Rewrite every line in the stretch of items below from the line containing "green stem, placing" through the end of the items, with both ends included. Leave all other text unchanged, but multiply each x and y coordinate by 0.55 and round it to a whole number, rounding halves up, and give only those lines.

## start

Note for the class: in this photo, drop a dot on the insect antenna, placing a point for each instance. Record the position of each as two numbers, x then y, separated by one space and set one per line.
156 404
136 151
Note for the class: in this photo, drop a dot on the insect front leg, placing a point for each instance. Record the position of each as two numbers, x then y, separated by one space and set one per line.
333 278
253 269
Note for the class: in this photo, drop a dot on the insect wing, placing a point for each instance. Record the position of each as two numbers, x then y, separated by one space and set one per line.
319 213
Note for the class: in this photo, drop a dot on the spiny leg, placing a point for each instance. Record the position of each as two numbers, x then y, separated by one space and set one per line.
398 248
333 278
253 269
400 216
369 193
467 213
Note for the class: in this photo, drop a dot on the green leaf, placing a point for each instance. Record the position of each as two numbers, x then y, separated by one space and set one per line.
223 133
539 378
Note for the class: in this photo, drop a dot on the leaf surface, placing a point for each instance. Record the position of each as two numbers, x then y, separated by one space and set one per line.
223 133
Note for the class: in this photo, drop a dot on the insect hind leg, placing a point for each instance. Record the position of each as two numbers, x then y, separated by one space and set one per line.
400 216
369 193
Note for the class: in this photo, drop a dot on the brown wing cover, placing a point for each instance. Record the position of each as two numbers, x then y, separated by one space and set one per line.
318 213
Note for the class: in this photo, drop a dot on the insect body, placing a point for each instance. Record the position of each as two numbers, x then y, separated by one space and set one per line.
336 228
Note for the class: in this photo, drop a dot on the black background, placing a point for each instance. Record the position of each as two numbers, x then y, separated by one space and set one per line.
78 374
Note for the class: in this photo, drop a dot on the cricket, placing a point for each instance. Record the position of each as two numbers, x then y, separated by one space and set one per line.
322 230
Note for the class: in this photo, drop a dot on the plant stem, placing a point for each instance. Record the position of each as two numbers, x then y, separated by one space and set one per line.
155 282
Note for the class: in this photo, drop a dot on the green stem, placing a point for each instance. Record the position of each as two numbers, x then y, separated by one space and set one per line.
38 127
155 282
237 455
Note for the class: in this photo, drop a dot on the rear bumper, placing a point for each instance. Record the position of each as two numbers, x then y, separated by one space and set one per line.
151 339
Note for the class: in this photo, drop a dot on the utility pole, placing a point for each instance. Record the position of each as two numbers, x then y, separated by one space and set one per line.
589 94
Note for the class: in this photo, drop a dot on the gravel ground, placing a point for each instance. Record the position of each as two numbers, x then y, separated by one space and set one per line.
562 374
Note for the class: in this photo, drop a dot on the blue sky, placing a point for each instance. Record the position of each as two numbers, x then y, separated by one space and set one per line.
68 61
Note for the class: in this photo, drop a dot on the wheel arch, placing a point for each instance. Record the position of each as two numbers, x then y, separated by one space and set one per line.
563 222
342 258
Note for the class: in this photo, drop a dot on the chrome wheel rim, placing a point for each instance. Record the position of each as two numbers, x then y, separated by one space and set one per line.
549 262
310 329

## end

Written response:
Note for the class: in this photo, drop a dot on the green stem, placing a point for each instance. Record the position of each as two numbers, x then y, separated by one space and set one per line.
21 70
85 155
130 250
Note for the class: in this photo, drop a dot on the rear bumper, placing a point for each instance. Record the position of each as two numbers, x then y, separated by one space and set one per line.
83 186
Note for the class: in this photo, drop a dot on the utility pole, placing a point for each instance. Record the position of each as two numbers, x then y, separated by one space and set one per line.
324 52
Note for the class: in this photo, drop a dot on the gravel ground, placing a point for each instance. Record the position of each as two numbers, x then y, separated by one space and set one per line.
309 206
Note for the class: in this photo, drop a dot on the blue sky, placing a point for each instance. Record the position of each as two numbers, x then y, separated by one space and set one per line.
37 34
Note for the class: in this photo, drop a dot on the wheel arch, placing a point for each instance. Record the position of each as two numbers, x then y, separated by one space and set one per line.
310 122
188 142
Note for the class: in this photo, drop a dot on the chrome wheel rim, placing a point for each instance. Record the position of each as two numbers, x then y, separated by one space and set one per line.
302 144
171 181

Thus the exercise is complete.